**Task prompt:** Reproduce the material below, renaming "retail planogram audit" to "store shelf audit" wherever it occurs and keeping everything else unchanged.
— start —
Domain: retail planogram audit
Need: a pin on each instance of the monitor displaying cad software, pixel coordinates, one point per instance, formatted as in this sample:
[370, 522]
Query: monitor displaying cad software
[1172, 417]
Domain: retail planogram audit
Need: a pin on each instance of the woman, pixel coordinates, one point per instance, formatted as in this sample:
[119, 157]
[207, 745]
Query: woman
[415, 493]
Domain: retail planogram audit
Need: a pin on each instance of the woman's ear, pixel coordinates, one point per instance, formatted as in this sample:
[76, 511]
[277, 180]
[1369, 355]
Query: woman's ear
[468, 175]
— end —
**Answer:**
Domain: store shelf audit
Need: a pin on each instance of the monitor displaying cad software, pixel coordinates, one point per instance, formatted as in this sample:
[370, 522]
Query: monitor displaying cad software
[1172, 417]
Domain: store shelf audit
Need: a pin on each instance of the woman, pixel coordinates, one point per instance, formatted as in this sample:
[119, 157]
[207, 745]
Query: woman
[415, 493]
Domain: store shelf audit
Need: a pin on each instance of the woman's ear, pixel coordinates, one point per instance, formatted as in this sample:
[76, 511]
[277, 180]
[1369, 355]
Query: woman's ear
[468, 175]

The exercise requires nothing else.